- **TEXT PROVIDED**:
::::::

Cities for Tomorrow

Mar - Apr 2016

Cities for Tomorrow

March 6, 2016

On 21 January 2016, the final Arup forum of the Green Initiatives series, Building for Tomorrow, explored the forces hard at work shaping more positive visions for tomorrow. Titled “How do we turn cities of today into cities for tomorrow?”, it compared two complementary views—one from science and the other influenced by anthropology, to educate the audience on how one may begin to manage an entire planet’s worth of waste.

The first speaker Dr Ben Schwegler, the senior vice president and managing director of Disney Research China, and consulting professor at Stanford University, represented a design approach nurtured by science. Shanghai Disneyland is expected to open in June 2016, and it is no surprise that it has been designed to further push the envelope for sustainable building design. A biologist and engineer by trade, Dr Schwegler likened each Disneyland/World to its own little city; thus, many lessons in sustainability can be adapted from Disney to cities like Shanghai. From his engineering training, Dr Schwegler showed the audience how increases in energyefficiency can greatly decrease the rate of decarbonisation, effectively making the advances of renewable energy more impactful. The main goal of the Disney Research Fund is to maximise the amount of work that can be captured from primary fuels. Much work is lost from fuels in the enery generation and transportation process, escaping as waste heat. If one were to capture waste heat locally and employ it to treat grey water, for example, much more work would be captured and energy efficiency would increase. To show how relevant this idea is, Dr Schwegler explained the results of a Shanghai taxi study done by a Beijing researcher. Essentially, the length of time of taxi trips in Shanghai follows the power law distribution: there is a very high probability that the length of a trip will be short, a slightly lower probability that the trip will take longer, and a very low possibility that it will be a long trip. This means that humans create self-designated zones, approximately 10 square metres in size, delineated by how far they are willing to walk. If one is able to plan the collection of waste heat around these self-defined zones, and re-employ it as work to power each of these zones, energy efficiency would be vastly improved.

The second speaker Sooyoun Park, senior project designer at NBBJ Shanghai, LEED Green Associate, had a different, but certainly complementary, perspective on how to build the cities of tomorrow. Working from a more individualistic view of the field, she emphasised the concept of a shared economy. The main problem that future cities will grapple with is waste, and she proposed the mass sharing of everything, including cars, furniture, luxury clothing, furniture, and even workplaces and houses. She showed how sharing is already embedded into today’s societies, from learning how to share in preschool and carpooling, to current thriving startups such as WeWork (sharing workspaces for a monthly fee) and Lending Luxury (sharing luxury clothing for a much cheaper price). Park ended with a powerful example of modern technology providing brilliant ways to make sharing more natural in this high-paced urban society: Helsinki’s public transportation system is developing an app that will allow users to share various modes of public transportation and even notify public buses of personal destinations, ultimately making travel in the city cheaper, more efficient and Greener.

::::::

- **RECORDS**:

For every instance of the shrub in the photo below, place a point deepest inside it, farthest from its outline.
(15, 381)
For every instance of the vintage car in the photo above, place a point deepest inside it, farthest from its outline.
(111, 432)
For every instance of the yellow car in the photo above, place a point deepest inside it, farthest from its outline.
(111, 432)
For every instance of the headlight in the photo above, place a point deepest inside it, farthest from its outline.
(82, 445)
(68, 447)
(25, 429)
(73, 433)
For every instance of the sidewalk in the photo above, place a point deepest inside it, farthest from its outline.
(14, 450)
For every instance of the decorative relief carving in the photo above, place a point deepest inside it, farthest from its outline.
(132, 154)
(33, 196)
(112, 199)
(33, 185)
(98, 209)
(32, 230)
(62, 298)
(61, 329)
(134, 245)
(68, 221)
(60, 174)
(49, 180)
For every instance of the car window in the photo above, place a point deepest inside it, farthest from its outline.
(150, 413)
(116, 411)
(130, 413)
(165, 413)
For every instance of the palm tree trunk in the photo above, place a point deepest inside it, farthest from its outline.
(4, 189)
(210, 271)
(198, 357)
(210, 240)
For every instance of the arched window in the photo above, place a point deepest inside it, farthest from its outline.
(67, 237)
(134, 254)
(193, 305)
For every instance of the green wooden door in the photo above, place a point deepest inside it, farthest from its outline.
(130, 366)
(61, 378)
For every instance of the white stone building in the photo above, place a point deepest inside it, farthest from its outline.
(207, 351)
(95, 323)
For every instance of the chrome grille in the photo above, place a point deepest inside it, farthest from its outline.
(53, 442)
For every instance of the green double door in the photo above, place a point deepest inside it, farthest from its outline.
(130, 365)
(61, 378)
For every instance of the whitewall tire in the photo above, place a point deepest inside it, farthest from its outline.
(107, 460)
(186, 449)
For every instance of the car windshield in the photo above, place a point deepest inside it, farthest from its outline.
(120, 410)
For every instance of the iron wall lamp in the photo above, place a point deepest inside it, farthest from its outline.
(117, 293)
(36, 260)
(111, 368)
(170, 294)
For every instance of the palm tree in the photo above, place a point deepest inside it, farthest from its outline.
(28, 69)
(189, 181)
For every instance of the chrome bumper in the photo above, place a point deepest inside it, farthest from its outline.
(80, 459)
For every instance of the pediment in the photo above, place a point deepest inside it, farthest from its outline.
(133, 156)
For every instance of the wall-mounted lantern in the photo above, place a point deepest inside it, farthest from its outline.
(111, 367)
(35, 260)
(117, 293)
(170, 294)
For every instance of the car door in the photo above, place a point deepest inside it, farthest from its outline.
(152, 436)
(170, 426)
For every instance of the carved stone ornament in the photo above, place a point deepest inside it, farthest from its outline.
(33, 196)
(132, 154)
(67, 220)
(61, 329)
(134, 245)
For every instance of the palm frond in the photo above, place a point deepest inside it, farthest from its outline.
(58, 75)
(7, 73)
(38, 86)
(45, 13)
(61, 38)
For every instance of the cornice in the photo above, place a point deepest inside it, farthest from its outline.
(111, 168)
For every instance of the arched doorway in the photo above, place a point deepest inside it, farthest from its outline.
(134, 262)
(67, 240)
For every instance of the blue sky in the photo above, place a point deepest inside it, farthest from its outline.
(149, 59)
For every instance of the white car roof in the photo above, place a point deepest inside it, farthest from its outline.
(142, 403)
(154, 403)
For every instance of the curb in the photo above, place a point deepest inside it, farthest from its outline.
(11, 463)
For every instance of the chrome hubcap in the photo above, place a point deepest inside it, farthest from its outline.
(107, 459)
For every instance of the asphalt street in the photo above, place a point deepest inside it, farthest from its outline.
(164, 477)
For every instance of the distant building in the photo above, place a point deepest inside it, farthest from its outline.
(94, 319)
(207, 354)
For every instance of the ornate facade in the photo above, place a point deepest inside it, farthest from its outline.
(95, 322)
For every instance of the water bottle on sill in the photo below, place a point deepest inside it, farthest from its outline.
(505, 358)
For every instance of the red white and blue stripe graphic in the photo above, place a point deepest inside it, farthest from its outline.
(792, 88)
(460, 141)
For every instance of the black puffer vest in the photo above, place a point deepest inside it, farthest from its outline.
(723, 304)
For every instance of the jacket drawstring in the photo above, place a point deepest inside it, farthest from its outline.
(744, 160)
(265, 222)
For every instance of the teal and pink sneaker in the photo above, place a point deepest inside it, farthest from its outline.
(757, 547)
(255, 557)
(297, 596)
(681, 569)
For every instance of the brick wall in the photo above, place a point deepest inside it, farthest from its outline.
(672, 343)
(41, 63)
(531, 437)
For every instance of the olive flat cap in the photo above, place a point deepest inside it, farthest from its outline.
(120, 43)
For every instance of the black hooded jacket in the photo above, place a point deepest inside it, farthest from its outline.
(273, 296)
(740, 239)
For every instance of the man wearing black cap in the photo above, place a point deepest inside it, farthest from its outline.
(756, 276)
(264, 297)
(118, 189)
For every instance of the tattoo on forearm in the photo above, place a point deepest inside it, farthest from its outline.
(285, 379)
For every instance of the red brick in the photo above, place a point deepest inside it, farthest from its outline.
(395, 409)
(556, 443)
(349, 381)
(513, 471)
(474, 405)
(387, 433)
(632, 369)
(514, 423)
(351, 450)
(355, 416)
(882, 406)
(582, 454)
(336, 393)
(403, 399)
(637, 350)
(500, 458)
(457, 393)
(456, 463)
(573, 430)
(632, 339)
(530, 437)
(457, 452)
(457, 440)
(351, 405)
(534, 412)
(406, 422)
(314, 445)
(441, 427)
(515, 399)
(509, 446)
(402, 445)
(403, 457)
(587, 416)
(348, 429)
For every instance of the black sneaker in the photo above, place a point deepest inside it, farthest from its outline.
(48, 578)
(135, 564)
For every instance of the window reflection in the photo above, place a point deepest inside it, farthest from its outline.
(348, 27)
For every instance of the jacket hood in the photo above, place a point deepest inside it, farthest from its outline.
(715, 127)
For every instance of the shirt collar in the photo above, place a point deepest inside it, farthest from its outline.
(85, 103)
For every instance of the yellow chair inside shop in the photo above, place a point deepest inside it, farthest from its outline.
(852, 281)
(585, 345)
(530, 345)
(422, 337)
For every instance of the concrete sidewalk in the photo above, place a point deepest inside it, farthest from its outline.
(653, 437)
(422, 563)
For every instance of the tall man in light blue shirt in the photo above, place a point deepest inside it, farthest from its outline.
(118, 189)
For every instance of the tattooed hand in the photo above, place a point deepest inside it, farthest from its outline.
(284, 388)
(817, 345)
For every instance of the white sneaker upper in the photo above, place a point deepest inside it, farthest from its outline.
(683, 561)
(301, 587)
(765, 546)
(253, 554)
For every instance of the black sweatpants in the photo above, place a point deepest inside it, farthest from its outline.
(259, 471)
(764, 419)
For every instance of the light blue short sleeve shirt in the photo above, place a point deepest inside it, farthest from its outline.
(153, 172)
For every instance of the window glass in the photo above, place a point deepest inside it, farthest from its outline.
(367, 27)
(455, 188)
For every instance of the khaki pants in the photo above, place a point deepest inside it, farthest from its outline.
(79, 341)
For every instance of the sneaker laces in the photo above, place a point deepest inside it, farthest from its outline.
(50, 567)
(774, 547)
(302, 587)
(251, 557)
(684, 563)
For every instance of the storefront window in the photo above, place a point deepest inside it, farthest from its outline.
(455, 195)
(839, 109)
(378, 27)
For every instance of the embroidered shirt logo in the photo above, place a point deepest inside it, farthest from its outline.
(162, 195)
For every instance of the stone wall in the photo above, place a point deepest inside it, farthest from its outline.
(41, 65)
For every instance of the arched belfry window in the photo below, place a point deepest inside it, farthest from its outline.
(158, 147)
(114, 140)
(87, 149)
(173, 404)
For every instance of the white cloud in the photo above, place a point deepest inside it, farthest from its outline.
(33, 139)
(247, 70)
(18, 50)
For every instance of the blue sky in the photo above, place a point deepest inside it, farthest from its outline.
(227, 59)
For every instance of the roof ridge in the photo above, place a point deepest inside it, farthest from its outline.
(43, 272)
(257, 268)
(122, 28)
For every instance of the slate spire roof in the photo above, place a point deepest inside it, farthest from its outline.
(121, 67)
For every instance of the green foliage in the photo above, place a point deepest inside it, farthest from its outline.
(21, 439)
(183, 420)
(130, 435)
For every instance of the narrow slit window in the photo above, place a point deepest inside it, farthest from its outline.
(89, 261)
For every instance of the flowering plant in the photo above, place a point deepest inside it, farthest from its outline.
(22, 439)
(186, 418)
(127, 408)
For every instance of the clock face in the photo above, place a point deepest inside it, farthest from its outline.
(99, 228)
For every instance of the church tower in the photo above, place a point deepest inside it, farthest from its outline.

::::::

- **EXERCISE DESCRIPTION**: Return the part of the Cities for Tomorrow article between "On 21 January" and "worth of waste.", inclusive, copied word for word.

- **REPLY TO THE EXERCISE**:
On 21 January 2016, the final Arup forum of the Green Initiatives series, Building for Tomorrow, explored the forces hard at work shaping more positive visions for tomorrow. Titled “How do we turn cities of today into cities for tomorrow?”, it compared two complementary views—one from science and the other influenced by anthropology, to educate the audience on how one may begin to manage an entire planet’s worth of waste.